*** Dataset extract ***
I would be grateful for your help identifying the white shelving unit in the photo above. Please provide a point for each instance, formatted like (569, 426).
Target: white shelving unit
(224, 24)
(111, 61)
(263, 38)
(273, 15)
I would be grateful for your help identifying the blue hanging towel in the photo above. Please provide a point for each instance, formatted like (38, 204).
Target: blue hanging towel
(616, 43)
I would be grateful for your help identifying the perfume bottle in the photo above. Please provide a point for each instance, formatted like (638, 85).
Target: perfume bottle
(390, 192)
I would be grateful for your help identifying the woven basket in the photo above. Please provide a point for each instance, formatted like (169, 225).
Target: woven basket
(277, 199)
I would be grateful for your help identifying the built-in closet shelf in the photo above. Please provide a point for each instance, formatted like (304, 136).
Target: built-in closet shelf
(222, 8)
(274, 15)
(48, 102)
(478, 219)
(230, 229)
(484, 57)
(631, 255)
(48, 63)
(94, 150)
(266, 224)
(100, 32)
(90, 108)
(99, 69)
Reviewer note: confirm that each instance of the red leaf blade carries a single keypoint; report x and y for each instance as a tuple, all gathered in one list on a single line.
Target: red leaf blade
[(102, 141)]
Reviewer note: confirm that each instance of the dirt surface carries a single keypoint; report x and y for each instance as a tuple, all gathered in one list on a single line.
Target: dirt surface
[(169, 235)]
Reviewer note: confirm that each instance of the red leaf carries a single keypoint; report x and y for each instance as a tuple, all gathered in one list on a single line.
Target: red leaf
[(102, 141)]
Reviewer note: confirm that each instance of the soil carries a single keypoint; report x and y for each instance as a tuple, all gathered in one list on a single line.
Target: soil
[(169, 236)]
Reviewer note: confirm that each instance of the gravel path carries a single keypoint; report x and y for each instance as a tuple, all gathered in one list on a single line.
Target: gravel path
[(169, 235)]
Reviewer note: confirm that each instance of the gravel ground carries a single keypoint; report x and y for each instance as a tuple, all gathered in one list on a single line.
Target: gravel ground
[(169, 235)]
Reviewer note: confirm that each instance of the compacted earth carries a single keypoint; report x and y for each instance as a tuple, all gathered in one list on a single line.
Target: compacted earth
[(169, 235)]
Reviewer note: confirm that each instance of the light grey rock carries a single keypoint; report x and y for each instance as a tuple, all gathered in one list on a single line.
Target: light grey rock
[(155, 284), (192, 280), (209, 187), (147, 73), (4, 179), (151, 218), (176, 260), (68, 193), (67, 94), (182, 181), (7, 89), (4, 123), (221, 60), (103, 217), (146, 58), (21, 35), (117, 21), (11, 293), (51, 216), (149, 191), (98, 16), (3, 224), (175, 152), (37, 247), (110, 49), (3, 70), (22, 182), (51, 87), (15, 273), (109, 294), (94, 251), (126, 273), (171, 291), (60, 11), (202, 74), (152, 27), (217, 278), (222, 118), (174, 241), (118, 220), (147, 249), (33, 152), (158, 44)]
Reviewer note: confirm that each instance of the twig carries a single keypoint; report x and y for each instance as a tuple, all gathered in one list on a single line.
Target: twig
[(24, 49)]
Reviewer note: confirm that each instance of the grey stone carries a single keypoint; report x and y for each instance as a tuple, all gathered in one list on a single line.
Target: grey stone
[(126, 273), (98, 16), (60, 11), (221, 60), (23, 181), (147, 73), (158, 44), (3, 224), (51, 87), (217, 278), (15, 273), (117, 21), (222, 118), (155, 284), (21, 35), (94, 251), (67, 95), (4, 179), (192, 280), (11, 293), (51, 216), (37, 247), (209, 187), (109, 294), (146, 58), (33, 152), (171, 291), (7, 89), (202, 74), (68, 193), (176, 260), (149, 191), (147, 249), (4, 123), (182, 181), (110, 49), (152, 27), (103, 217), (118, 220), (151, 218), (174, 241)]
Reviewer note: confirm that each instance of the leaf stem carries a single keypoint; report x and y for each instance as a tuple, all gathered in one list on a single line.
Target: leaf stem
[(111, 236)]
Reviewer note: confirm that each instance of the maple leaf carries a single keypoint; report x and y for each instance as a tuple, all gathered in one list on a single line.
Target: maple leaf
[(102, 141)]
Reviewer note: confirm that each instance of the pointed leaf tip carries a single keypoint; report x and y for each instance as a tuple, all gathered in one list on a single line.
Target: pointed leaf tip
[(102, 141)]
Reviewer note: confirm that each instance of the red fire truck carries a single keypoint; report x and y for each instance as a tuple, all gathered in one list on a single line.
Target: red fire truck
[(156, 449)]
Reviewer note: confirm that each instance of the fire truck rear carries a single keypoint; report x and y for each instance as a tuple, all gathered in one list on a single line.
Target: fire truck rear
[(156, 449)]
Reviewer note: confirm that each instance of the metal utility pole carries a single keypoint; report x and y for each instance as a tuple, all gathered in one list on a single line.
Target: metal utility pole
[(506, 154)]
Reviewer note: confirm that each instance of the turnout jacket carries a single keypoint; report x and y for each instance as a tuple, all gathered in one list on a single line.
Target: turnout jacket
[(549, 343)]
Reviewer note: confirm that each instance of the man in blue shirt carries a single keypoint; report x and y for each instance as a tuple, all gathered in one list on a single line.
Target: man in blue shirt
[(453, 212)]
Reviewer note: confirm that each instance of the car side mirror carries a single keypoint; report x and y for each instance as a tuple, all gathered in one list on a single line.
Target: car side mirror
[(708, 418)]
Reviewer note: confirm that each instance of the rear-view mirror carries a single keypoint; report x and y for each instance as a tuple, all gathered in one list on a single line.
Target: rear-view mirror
*** End of Dataset extract ***
Task brief: Find the string "your" in the listing and return every line that holds it.

Solution below:
I would be grateful for your help identifying the white shelving unit in the photo above. Please provide a point for each instance, formatted like (569, 426).
I would be grateful for your help identifying the blue hanging towel in the photo above. Please provide a point for each instance, formatted like (38, 204).
I would be grateful for your help identifying the perfume bottle in the photo above. Please provide a point for each instance, formatted like (638, 85).
I would be grateful for your help identifying the woven basket in the photo above. Please provide a point for each instance, formatted like (169, 225).
I would be grateful for your help identifying the built-in closet shelf in the photo above. Please provide a point for each instance, formatted like (304, 136).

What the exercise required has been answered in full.